INPUT RECORDS: Begin
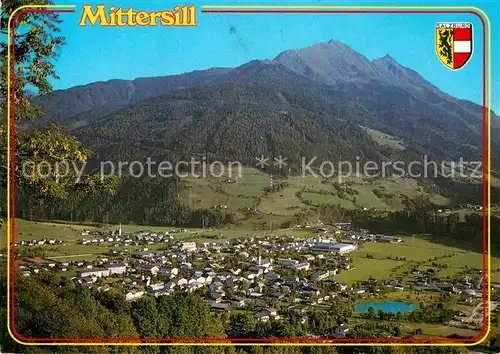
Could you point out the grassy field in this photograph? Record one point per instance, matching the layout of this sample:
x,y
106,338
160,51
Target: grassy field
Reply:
x,y
301,195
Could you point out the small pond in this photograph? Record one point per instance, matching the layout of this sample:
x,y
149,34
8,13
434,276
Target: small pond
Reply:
x,y
387,306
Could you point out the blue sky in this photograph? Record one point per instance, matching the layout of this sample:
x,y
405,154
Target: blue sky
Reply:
x,y
228,40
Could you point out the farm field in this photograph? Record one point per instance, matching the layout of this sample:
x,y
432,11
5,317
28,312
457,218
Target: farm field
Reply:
x,y
377,260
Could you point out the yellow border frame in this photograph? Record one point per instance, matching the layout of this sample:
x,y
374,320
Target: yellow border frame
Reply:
x,y
247,7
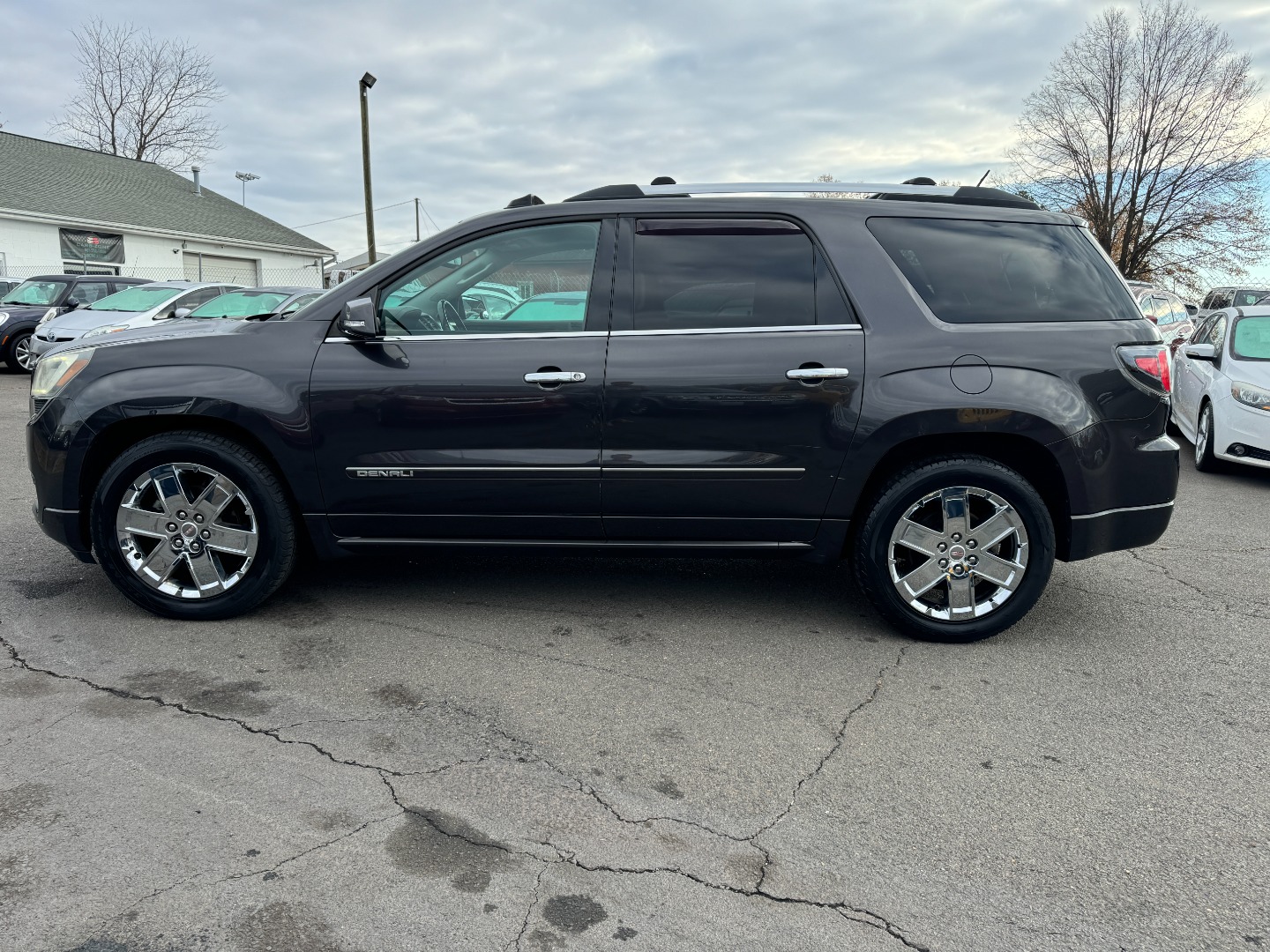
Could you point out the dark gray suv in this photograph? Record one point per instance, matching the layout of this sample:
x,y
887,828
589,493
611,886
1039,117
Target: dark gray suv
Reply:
x,y
946,386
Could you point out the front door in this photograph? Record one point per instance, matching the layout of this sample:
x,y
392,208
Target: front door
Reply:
x,y
733,383
461,423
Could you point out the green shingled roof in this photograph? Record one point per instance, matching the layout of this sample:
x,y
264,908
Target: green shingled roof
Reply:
x,y
49,178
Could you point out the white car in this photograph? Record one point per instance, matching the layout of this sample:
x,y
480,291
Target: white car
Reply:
x,y
1222,389
138,306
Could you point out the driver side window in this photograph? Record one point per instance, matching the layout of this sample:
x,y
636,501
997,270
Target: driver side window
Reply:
x,y
534,279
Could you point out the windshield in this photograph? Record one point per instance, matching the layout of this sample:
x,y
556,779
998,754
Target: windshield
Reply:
x,y
1251,340
36,292
143,297
240,303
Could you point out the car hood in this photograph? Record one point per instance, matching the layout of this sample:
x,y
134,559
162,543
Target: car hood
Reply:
x,y
86,320
159,331
26,312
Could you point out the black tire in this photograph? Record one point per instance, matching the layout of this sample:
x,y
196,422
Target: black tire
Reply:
x,y
11,352
270,514
1206,460
871,546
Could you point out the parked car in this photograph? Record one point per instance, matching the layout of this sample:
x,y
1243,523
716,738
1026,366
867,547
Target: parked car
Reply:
x,y
254,303
1222,389
133,308
1166,311
1221,299
1011,412
43,299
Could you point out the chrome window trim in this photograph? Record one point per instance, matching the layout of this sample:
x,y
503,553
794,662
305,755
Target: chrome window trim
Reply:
x,y
1125,509
404,338
770,329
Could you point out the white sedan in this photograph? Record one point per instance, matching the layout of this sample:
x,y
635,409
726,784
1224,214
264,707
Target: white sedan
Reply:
x,y
1222,389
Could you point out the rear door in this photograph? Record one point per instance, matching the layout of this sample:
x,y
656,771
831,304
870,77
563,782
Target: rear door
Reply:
x,y
733,383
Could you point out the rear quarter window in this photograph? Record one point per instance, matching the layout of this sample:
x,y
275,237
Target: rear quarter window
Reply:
x,y
986,271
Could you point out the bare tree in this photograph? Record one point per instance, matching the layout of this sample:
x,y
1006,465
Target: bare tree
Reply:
x,y
141,97
1154,132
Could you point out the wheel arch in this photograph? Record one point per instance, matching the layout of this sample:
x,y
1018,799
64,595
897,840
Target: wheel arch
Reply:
x,y
1030,458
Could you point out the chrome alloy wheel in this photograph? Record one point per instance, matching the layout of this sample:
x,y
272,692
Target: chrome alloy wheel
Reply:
x,y
958,554
23,354
1201,435
187,531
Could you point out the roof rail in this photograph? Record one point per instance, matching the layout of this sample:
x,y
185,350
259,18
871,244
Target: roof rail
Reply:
x,y
958,195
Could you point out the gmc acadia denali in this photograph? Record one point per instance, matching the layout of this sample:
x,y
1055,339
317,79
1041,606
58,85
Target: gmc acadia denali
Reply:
x,y
944,385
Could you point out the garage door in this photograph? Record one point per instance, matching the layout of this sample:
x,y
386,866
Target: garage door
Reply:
x,y
234,271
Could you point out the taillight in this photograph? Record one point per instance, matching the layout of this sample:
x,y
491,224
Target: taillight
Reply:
x,y
1148,366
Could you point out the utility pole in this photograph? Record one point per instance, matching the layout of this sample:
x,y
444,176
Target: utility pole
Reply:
x,y
362,86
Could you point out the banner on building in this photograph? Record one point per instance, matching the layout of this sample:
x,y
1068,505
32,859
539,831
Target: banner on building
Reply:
x,y
90,247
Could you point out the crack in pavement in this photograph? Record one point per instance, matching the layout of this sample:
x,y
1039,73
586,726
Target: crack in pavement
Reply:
x,y
848,911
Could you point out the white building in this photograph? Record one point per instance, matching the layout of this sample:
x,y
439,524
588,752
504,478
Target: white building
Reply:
x,y
66,210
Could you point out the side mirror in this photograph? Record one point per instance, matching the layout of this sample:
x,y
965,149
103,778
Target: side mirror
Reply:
x,y
360,320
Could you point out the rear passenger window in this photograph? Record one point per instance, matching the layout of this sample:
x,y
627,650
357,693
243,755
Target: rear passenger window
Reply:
x,y
986,271
700,274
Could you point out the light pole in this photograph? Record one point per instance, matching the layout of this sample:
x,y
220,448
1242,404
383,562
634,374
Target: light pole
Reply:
x,y
245,176
362,86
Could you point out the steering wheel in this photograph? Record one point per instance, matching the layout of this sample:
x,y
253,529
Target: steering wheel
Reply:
x,y
450,317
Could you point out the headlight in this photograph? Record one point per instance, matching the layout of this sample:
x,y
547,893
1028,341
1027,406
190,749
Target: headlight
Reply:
x,y
106,329
1251,397
56,371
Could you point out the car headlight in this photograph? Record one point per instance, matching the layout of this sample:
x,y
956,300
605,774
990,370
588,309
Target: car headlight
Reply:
x,y
56,371
1252,397
106,329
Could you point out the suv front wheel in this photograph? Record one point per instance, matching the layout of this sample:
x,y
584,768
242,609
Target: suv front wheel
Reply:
x,y
955,550
193,525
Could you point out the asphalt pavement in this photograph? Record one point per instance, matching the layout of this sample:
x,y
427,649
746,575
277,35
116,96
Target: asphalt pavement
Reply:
x,y
489,752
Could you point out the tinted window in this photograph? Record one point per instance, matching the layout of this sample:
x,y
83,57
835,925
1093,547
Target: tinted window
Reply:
x,y
36,292
89,291
240,303
723,273
1251,340
444,294
972,271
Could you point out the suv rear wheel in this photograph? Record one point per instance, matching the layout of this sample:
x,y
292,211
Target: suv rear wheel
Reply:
x,y
955,550
193,525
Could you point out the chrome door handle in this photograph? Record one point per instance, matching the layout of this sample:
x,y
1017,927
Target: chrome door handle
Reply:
x,y
556,377
817,374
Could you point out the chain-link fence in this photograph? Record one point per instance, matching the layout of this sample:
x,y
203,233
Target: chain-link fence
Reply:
x,y
297,277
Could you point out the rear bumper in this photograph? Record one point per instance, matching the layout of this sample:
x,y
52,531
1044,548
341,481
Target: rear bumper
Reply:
x,y
1117,528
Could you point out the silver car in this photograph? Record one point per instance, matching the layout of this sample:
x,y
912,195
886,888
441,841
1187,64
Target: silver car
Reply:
x,y
133,308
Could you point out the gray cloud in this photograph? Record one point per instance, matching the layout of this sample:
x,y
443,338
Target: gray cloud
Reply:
x,y
481,101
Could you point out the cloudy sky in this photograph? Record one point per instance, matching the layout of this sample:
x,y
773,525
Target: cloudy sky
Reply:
x,y
479,101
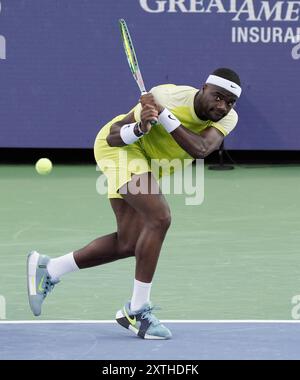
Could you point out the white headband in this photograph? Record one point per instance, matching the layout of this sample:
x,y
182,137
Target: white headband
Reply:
x,y
226,84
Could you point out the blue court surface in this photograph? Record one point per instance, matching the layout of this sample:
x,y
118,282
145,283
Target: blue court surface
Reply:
x,y
194,340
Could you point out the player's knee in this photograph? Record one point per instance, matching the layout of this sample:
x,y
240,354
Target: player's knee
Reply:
x,y
126,249
160,220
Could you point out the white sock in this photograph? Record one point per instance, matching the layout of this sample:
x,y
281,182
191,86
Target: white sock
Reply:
x,y
62,265
141,294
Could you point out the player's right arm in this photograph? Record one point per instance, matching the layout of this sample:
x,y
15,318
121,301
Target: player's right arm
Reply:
x,y
148,112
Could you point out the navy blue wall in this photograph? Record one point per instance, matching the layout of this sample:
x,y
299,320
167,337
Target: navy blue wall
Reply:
x,y
65,72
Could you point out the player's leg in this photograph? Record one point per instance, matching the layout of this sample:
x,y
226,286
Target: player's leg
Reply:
x,y
44,273
151,205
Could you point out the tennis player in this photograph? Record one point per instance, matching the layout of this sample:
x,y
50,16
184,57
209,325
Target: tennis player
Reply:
x,y
191,124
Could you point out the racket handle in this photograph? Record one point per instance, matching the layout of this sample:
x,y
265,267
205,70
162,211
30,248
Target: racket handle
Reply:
x,y
154,121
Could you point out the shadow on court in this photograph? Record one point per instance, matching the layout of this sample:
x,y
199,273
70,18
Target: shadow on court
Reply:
x,y
191,341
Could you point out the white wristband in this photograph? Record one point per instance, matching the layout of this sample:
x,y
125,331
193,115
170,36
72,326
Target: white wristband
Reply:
x,y
127,133
168,120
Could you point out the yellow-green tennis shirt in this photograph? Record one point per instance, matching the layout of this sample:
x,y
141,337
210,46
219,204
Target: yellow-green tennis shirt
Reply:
x,y
158,143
INPUT RECORDS: End
Where a line in the records above contains the string "border", copy that line.

RESULT OF THE EXERCISE:
Could you point out the yellow border frame in this photograph? Record one point per instance, matching the layout of this sample:
Target: yellow border frame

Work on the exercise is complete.